# [Work to do]
Rewrite the data below so that every "berry" becomes "fruit", keeping all other text unchanged.

(Labeled-object pointing entries)
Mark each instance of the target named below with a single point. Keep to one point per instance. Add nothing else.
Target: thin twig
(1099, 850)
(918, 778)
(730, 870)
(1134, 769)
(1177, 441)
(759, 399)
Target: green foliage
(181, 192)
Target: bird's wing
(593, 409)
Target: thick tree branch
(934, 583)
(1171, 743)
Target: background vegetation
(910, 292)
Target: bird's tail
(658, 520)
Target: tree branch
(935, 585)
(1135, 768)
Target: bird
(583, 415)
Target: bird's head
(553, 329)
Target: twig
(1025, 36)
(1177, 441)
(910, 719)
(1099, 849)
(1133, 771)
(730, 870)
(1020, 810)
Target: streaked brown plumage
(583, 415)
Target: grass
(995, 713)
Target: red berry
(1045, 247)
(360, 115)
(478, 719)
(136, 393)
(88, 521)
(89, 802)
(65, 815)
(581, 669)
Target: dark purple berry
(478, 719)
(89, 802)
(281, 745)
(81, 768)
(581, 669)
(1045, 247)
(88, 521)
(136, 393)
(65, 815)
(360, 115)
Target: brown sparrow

# [Complete output]
Mark each instance of the target named below with a single point. Keep to one point per instance. Add nothing else.
Target: thin twig
(1099, 850)
(918, 778)
(730, 870)
(1134, 769)
(1177, 441)
(759, 399)
Target: green foliage
(181, 192)
Target: bird's wing
(593, 409)
Target: thick tree branch
(934, 583)
(1171, 743)
Target: background vegetation
(910, 292)
Target: bird's tail
(658, 520)
Target: tree branch
(935, 585)
(1135, 768)
Target: bird
(583, 415)
Target: bird's head
(553, 329)
Target: twig
(1025, 36)
(1177, 441)
(910, 719)
(1099, 849)
(1133, 771)
(730, 870)
(1020, 810)
Target: streaked brown plumage
(583, 415)
Target: grass
(995, 713)
Target: red fruit
(1045, 247)
(360, 115)
(478, 719)
(136, 393)
(88, 521)
(89, 802)
(65, 815)
(581, 669)
Target: dark purple fruit
(478, 719)
(89, 802)
(281, 745)
(81, 768)
(581, 669)
(1045, 247)
(88, 521)
(136, 393)
(65, 815)
(360, 115)
Target: brown sparrow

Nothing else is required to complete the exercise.